▸ Trecho do texto:
※ ※ ※

Foi num 20 de setembro, ou melhor, num 21 de setembro, em meio a um feriadão aqui em Porto Alegre, que ministramos o curso no Vós, mas devido a compromissos posteriores – ele tinha uma festa de aniversário e eu, uma transmissão – não conseguimos nos reunir para fazer aquela resenha de avaliação. Isso ficou para o final de semana seguinte, quando ele voltaria a Porto Alegre para o jogo entre Inter e Palmeiras. Dias antes, ele avisou. “Reserva um dia pra gente. Vou tentar levar o Casagrande e o Cléber (Machado) junto.”

.

E avisou:

“O Casa é muito engraçado. Vale a noite.”

.

E por falar em engraçado, a tal noite já começou errada. A reserva feita antecipadamente numa parrilla da rua São Manoel, que fica em um bairro nobre da capital gaúcha, não foi confirmada. Quando cheguei, o Marco Aurélio, acompanhado do Casagrande e da repórter Gabriela Ribeiro,  já estava buscando um Uber para ir para outro lugar. Ofereci meu modesto Kwid para o deslocamento. O problema é que o Casagrande, com aquele tamanhão todo, resolveu ir no banco de trás. Imagina o desconforto dele espremido e o meu com aqueles dois joelhos pressionando o banco do motorista.

Resolvemos ir ao Barranquinho, o irmão mais novo da churrascaria Barranco, uma das mais tradicionais de Porto Alegre. Lá não tem erro. E o Cléber Machado já conhecia a casa. Nos sentamos e o Marco fez o pedido. A Gabriela, que não come carne vermelha, preferiu um frango. Os demais escolheram as especialidades que a casa oferece. Entre elas,  o  matambre recheado. O matambre, geralmente, não é uma delícia. Mas o de lá é muito bem feito. É macio, bem temperado e um excelente aperitivo. O Casagrande ficou curioso com o prato. Perguntou o que era, como se faz,  mas não experimentou. Preferiu as polentinhas e o frango da colega.

O Casão não encarou o matambre, mas sempre foi um cara corajoso […] por ter posicionamento e atitude. Por fugir da marcação que a alienação exerce sobre quase a totalidade dos jogadores do futebol.

Casagrande e a democracia corinthiana. Foto: reprodução

O Casão não encarou o matambre, mas sempre foi um cara corajoso. Não só por escancarar a sua situação de dependente químico e por ter conseguido dar a volta por cima. Mas, para mim, principalmente por ter posicionamento e atitude. Por fugir da marcação que a alienação exerce sobre quase a totalidade dos jogadores do futebol. Por carregar uma bandeira política e aproveitar o enorme carisma e a liderança do Doutor Sócrates para consolidar, lá nos anos 1980, a Democracia Corinthiana.

※ ※ ※

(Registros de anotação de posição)
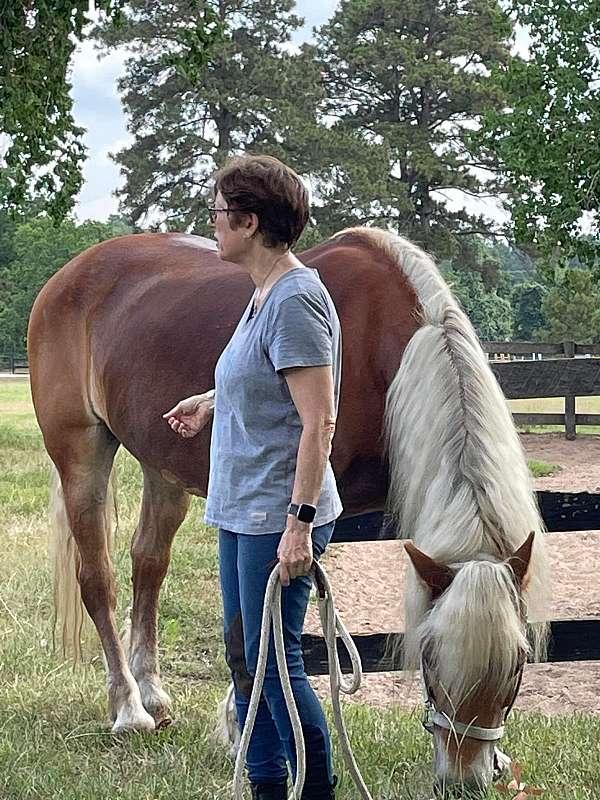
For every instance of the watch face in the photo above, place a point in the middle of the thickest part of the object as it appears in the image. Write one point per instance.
(306, 512)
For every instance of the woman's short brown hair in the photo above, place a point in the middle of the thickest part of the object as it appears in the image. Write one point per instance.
(270, 189)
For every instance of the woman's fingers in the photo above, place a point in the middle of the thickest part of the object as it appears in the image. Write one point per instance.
(284, 574)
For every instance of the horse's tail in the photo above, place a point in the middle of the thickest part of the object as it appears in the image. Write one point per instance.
(70, 617)
(459, 481)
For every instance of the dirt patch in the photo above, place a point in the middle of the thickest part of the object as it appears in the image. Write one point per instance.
(368, 581)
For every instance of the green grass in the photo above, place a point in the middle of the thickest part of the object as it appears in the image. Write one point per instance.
(54, 735)
(542, 469)
(556, 405)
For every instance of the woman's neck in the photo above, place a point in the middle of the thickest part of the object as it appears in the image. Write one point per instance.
(266, 269)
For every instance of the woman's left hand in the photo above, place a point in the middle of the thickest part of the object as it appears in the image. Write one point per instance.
(295, 551)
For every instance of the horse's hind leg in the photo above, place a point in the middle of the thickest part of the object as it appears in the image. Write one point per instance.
(84, 457)
(164, 508)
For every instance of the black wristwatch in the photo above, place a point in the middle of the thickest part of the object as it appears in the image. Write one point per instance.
(304, 512)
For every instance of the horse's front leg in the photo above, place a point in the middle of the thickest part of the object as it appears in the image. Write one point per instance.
(163, 510)
(84, 478)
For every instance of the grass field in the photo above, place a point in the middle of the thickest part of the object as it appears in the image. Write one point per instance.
(556, 405)
(54, 737)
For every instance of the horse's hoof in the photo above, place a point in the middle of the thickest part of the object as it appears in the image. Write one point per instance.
(131, 725)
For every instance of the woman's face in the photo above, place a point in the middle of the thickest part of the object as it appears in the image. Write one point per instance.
(232, 243)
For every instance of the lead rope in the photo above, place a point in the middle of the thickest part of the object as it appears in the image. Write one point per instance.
(332, 625)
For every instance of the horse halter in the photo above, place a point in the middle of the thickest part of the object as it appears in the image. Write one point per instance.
(434, 718)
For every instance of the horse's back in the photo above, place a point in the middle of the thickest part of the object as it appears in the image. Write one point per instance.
(134, 324)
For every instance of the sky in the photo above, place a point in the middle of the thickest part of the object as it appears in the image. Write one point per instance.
(97, 107)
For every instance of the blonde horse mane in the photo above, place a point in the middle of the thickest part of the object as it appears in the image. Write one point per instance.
(460, 486)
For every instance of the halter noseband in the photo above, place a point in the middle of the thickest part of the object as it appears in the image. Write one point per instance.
(434, 718)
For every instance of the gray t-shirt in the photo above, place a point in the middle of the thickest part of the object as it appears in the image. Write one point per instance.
(256, 427)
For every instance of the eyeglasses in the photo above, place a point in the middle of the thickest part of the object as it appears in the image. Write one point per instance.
(213, 211)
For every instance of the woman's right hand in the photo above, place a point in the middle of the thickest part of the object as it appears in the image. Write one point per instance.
(189, 416)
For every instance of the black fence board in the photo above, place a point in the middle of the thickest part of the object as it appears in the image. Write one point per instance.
(562, 512)
(572, 640)
(553, 378)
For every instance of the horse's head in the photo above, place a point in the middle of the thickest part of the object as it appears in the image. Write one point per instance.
(473, 647)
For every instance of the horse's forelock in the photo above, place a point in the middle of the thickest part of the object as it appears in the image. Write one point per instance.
(474, 635)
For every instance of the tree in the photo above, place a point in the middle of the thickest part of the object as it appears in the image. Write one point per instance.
(44, 154)
(188, 117)
(40, 248)
(548, 135)
(490, 313)
(572, 308)
(527, 300)
(404, 83)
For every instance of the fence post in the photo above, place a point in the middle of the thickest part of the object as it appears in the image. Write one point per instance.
(570, 418)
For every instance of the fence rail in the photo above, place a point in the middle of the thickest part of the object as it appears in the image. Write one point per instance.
(571, 640)
(567, 348)
(566, 376)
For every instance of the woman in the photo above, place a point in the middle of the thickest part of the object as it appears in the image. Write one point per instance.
(272, 492)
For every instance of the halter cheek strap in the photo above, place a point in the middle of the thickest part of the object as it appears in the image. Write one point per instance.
(437, 719)
(434, 718)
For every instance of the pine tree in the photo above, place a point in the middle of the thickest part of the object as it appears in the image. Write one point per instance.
(189, 115)
(405, 83)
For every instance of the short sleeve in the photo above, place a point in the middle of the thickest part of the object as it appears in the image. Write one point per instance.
(301, 333)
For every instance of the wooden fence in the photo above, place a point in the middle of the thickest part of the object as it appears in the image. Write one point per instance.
(571, 371)
(571, 640)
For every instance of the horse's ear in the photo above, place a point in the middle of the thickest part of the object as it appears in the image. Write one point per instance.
(519, 561)
(438, 577)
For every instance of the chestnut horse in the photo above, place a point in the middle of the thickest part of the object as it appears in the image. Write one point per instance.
(134, 324)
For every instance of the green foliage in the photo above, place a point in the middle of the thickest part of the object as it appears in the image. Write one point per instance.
(490, 313)
(572, 308)
(39, 249)
(189, 117)
(403, 83)
(547, 136)
(527, 299)
(37, 38)
(45, 152)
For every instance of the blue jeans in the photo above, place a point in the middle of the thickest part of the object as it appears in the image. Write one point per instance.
(246, 562)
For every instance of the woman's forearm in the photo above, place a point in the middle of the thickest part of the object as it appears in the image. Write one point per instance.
(313, 453)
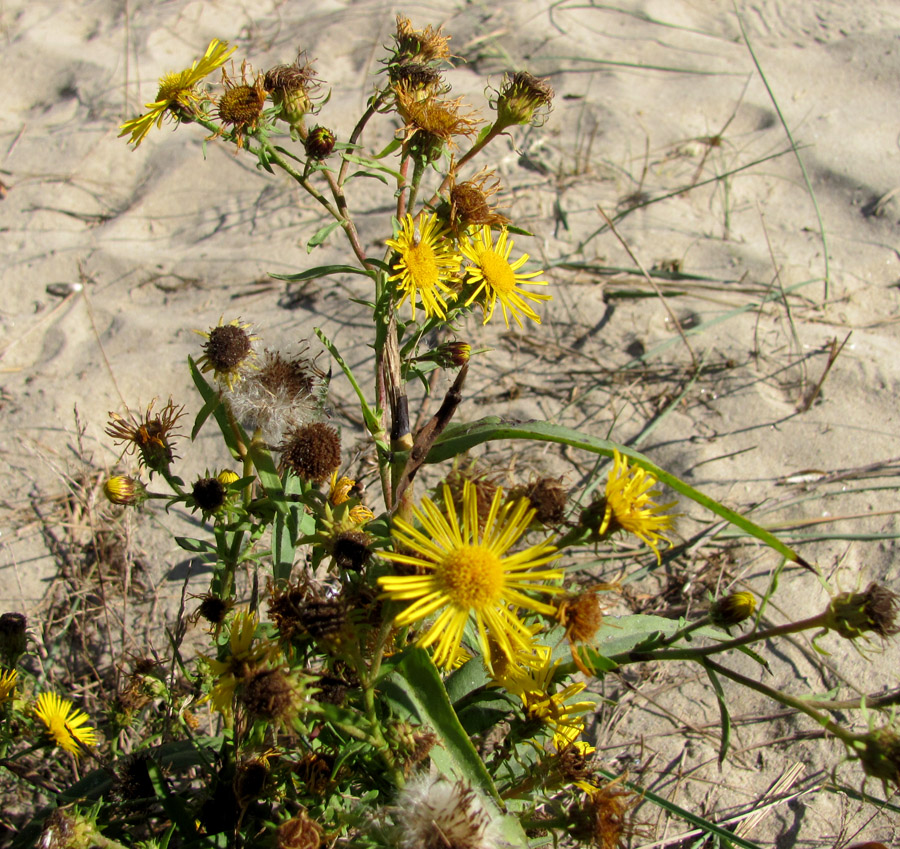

※ ※ ※

▸ Instruções do exercício: Transcreva do relato sobre o jantar com Casagrande a passagem que começa em "Resolvemos ir ao" e termina em "frango da colega.".

▸ Resultado da tarefa:
Resolvemos ir ao Barranquinho, o irmão mais novo da churrascaria Barranco, uma das mais tradicionais de Porto Alegre. Lá não tem erro. E o Cléber Machado já conhecia a casa. Nos sentamos e o Marco fez o pedido. A Gabriela, que não come carne vermelha, preferiu um frango. Os demais escolheram as especialidades que a casa oferece. Entre elas,  o  matambre recheado. O matambre, geralmente, não é uma delícia. Mas o de lá é muito bem feito. É macio, bem temperado e um excelente aperitivo. O Casagrande ficou curioso com o prato. Perguntou o que era, como se faz,  mas não experimentou. Preferiu as polentinhas e o frango da colega.